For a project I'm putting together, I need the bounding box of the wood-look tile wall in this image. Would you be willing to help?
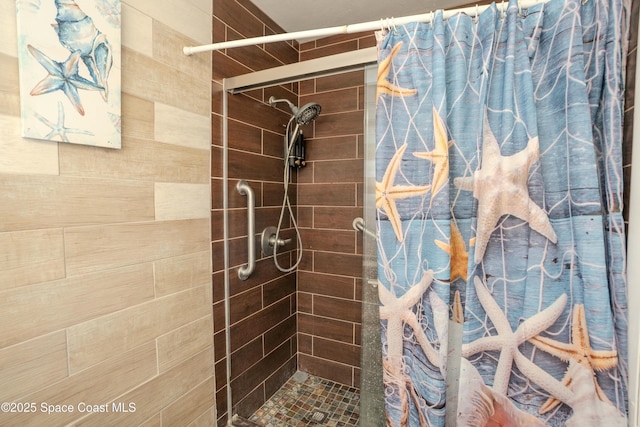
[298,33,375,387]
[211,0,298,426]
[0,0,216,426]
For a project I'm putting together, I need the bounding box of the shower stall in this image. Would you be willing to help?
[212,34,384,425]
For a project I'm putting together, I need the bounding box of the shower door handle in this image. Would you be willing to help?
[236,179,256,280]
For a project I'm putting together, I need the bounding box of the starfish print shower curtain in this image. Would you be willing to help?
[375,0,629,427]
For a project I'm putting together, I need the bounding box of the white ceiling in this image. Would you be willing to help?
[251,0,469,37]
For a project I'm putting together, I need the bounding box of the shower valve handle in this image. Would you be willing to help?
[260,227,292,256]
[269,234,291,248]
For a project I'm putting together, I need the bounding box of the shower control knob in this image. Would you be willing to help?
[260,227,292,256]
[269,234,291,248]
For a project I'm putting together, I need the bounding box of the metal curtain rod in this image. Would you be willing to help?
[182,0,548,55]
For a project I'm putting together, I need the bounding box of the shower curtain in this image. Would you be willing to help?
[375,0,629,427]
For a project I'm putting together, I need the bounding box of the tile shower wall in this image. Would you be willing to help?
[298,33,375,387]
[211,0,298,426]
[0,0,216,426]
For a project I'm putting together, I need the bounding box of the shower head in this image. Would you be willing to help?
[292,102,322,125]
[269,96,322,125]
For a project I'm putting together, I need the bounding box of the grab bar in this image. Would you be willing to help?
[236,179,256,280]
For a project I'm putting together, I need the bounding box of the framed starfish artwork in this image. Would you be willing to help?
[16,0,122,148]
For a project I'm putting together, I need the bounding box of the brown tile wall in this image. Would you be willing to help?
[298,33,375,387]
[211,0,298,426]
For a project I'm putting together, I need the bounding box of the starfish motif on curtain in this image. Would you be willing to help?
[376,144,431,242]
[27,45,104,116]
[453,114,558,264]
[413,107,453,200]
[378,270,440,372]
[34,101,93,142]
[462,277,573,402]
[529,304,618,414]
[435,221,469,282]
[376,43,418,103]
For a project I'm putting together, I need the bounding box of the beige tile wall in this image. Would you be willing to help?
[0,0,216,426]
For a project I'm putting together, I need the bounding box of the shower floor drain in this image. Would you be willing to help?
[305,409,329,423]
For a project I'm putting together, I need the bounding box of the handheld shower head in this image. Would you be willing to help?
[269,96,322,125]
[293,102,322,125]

·····

Short task — Repeat all the data as it stands, dropping any images it holds.

Expected output —
For a project I'm putting together, I need the bounding box of the wood-look tile wall in this image. Would you be willing to help?
[298,33,375,387]
[211,0,298,426]
[0,0,216,426]
For a project I'm putting together, I need the bounding box of the shower stall in this image. Would you be willing to help?
[212,34,384,425]
For a project I'm putting together, I need the bounding box of the shower door handle in this image. Would you be willing to help?
[236,179,256,280]
For a project I'm putting together, I need the bounding box of the starfish print shower curtain in this image. Would you be willing to help?
[375,0,629,427]
For a project I'm putting together, I need the bounding box of the white ceiling in this image. Would you be willing to help?
[251,0,469,37]
For a project I'm putting together, I need the bounding box of the shower valve handle in this image. Would you be willing to help?
[260,227,292,256]
[269,234,291,248]
For a project I'm putting together, I need the bounding box of the shower control knob in this image. Would you be willing to help?
[260,227,292,256]
[269,234,291,248]
For a project I'm putting together, I need the bounding box of the metal curtain rod in this image. Would you be willing to help?
[182,0,548,55]
For a project I'm putting together, I need the bounding box of the shower curtain in this image. Would you be willing to help?
[375,0,629,427]
For a project I'm putting together, I need the bounding box of the tile shower wall in this image. Would you be willing to help?
[298,33,375,387]
[211,0,298,426]
[0,0,216,426]
For a project I'm putting together, I need the bounding box of the shower head in this image. Would you be willing to help?
[292,102,322,125]
[269,96,322,125]
For a project I'm putting together, I need the bounding box of the grab bar in this image. Would you be willing to help?
[236,179,256,280]
For a project I'm putting together, I need the bounding box of the framed starfish artwork in this image. Would you be willing to help?
[16,0,122,148]
For a project I'm putting together, I need the bounding box of the brown tile wall in this image. Would you be willing to help?
[298,33,375,387]
[211,0,298,426]
For a project I'm putting together, I need the bounding box of the starfish motif on curtain in this image. Would you be willing to help?
[376,144,431,242]
[27,45,104,116]
[453,114,558,264]
[413,107,453,200]
[378,270,440,372]
[34,101,93,142]
[462,277,573,402]
[529,304,618,414]
[435,221,469,282]
[376,43,418,103]
For a project I'm putting together, I need the bounding box of the beige tile wall in this image. Would you be willing to help?
[0,0,216,426]
For a project I'm putting together, I need the bounding box of the shower floor drain in this image. Would you be willing to help?
[305,409,329,423]
For a project I'm putting together, I need the bounding box of the handheld shower head in this image. Would you be willing to help?
[269,96,322,125]
[293,102,322,125]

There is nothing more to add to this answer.